O Centro Nacional de Cultura e o MNAA divulgam aqui algumas das peças mais significativas deste museu.

Uma Peça do Museu Nacional de Arte Antiga
Semana de 30 de Dezembro de 2008 a 6 de Janeiro de 2009


O Centro Nacional de Cultura (CNC) e o Museu Nacional de Arte Antiga (MNAA) levam a efeito, desde 2006, uma iniciativa comum de divulgação das peças mais significativas do primeiro Museu português. Deste modo, queremos promover o melhor conhecimento do nosso património cultural, incentivando a visita aos nossos Museus, e em especial ao Museu Nacional de Arte Antiga.

EXERCÍCIOS PROPOSTOS:
1. Responda com base no texto:
(a) Desde que ano o CNC e o MNAA levam a efeito a iniciativa comum?
(b) Que semana é indicada no texto?
(c) A que museu, em especial, se quer incentivar a visita?
2. Altere o trecho do texto entre "O Centro Nacional de Cultura (CNC)" e "de Arte Antiga.", inclusive, substituindo "divulgação" por "apresentação", e transcreva-o assim modificado.

Registos de uma recolha de dados:
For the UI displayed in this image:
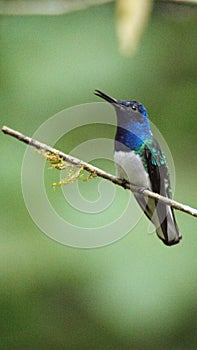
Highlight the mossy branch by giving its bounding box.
[1,126,197,217]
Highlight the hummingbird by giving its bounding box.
[95,90,182,246]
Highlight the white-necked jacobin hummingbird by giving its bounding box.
[95,90,182,246]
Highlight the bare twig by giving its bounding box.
[2,126,197,217]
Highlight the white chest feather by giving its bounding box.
[114,151,151,188]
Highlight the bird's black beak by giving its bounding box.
[94,90,118,104]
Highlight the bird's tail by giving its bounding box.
[135,194,182,246]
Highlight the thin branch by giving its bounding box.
[0,0,197,15]
[1,126,197,217]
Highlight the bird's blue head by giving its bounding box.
[95,90,151,151]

RESPOSTAS:
1.
(a) Desde 2006.
(b) A semana de 30 de Dezembro de 2008 a 6 de Janeiro de 2009.
(c) Ao Museu Nacional de Arte Antiga.

2.
O Centro Nacional de Cultura (CNC) e o Museu Nacional de Arte Antiga (MNAA) levam a efeito, desde 2006, uma iniciativa comum de apresentação das peças mais significativas do primeiro Museu português. Deste modo, queremos promover o melhor conhecimento do nosso património cultural, incentivando a visita aos nossos Museus, e em especial ao Museu Nacional de Arte Antiga.